### [Textauszug]
+---+
Zum zweiten Mal hintereinander steht der VfL Wolfsburg kurz vor dem Abstieg. Doch nicht nur sportlich, auch im Verhältnis zu seinen Fans hat der Verein in dieser Saison einiges verspielt. Ein Stimmungsbild.
Die Saison im sportlichen Nirgendwo bietet darüber hinaus reichlich Platz für Nebenschauplätze und neue Konfliktherde zwischen Anhängerschaft und Verein. Große Teile der aktiven Fanszene lehnen noch immer das 2002 eingeführte, neue Logo ab. Die Forderung nach der Rückkehr zum alten Wappen mit geschlossenem Kreis und den in der Wolfsburger Stadthistorie verankerten Zinnen auf dem „W“ wird wieder lauter. „Wann?“ fragen die Anhänger bei vielen Spielen vor einer großen Zinnen-Fahne und organisieren eine Kampagne zum Thema.
Auch das übrige Erscheinungsbild macht viele Fans sauer. In den Trikots des VfL findet sich zunehmend prominenter die Farbe Blau des Hauptsponsors und Eigentümers Volkswagen. Zu Saisonbeginn führen die Ultras ein neues Lied in der Kurve ein. „Die Trikots grün, die Hosen weiß, auf der Brust die Zinnen im Kreis“, heißt es in ihrem Protestsong.
+---+
### [Bereitgestelltes Material]
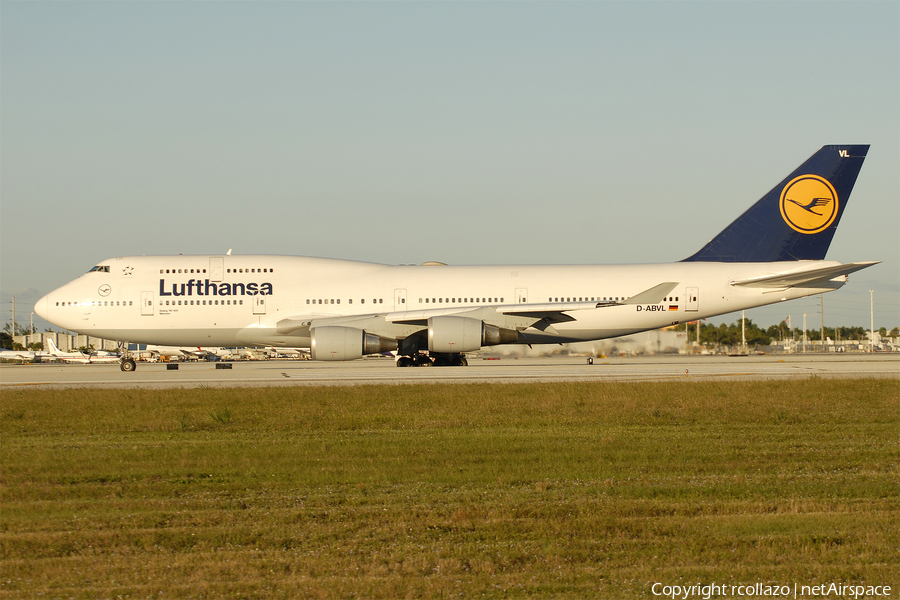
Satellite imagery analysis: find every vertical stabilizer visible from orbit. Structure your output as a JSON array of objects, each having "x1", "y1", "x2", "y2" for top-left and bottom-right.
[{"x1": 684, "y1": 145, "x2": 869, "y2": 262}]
+---+
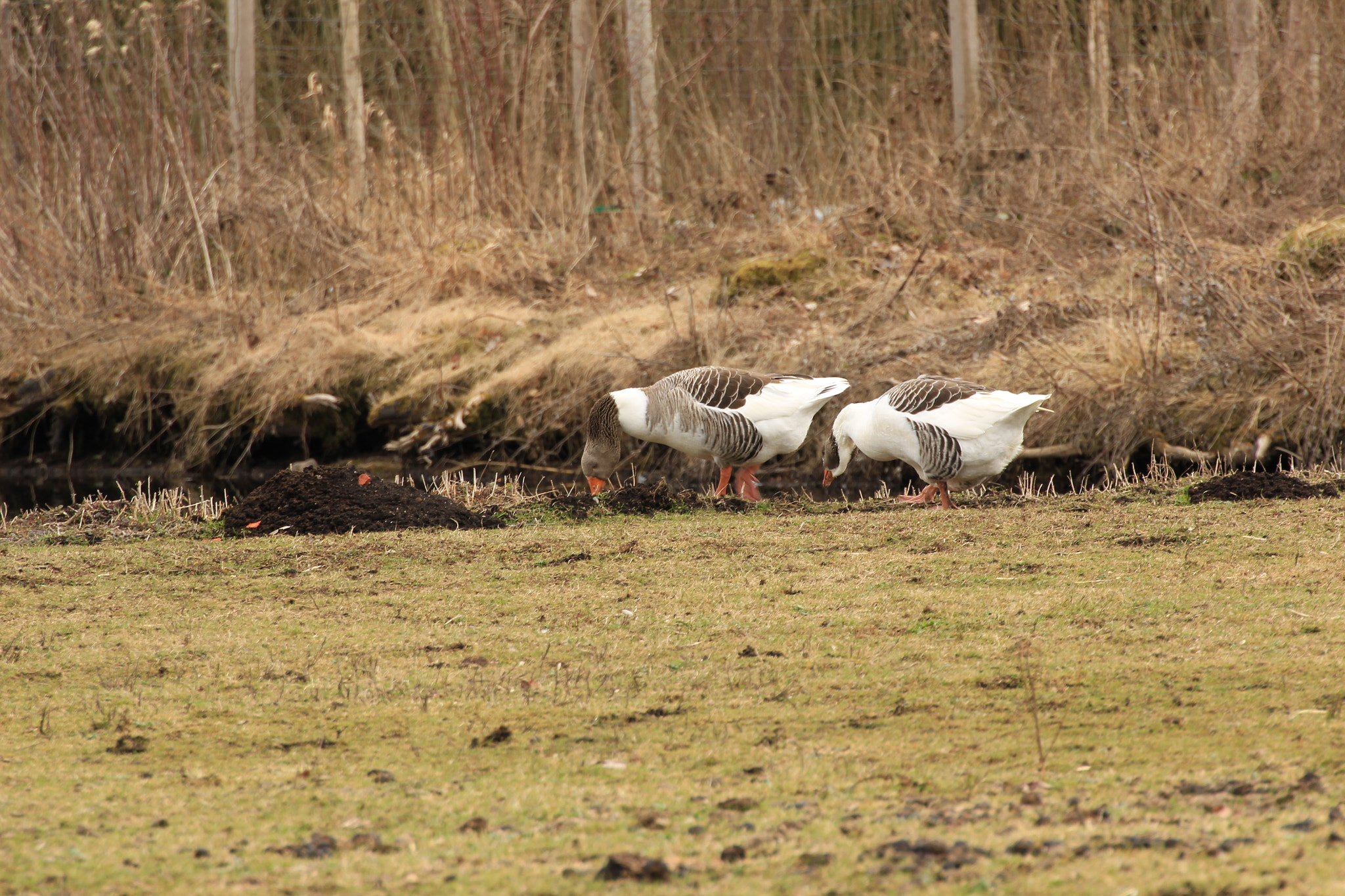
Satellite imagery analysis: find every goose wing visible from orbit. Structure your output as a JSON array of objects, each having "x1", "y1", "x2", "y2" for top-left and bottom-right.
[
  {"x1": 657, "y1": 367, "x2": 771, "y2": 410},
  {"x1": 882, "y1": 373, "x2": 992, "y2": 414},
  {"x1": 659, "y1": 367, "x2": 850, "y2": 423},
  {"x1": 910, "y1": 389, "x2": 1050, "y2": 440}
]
+---+
### [Aufgabe]
Geben Sie aus dem Textauszug über den VfL Wolfsburg den Abschnitt zwischen „Die Saison im“ und „Kampagne zum Thema.“ wörtlich wieder, beide Stellen eingeschlossen.

### [Schriftliche Antwort]
Die Saison im sportlichen Nirgendwo bietet darüber hinaus reichlich Platz für Nebenschauplätze und neue Konfliktherde zwischen Anhängerschaft und Verein. Große Teile der aktiven Fanszene lehnen noch immer das 2002 eingeführte, neue Logo ab. Die Forderung nach der Rückkehr zum alten Wappen mit geschlossenem Kreis und den in der Wolfsburger Stadthistorie verankerten Zinnen auf dem „W“ wird wieder lauter. „Wann?“ fragen die Anhänger bei vielen Spielen vor einer großen Zinnen-Fahne und organisieren eine Kampagne zum Thema.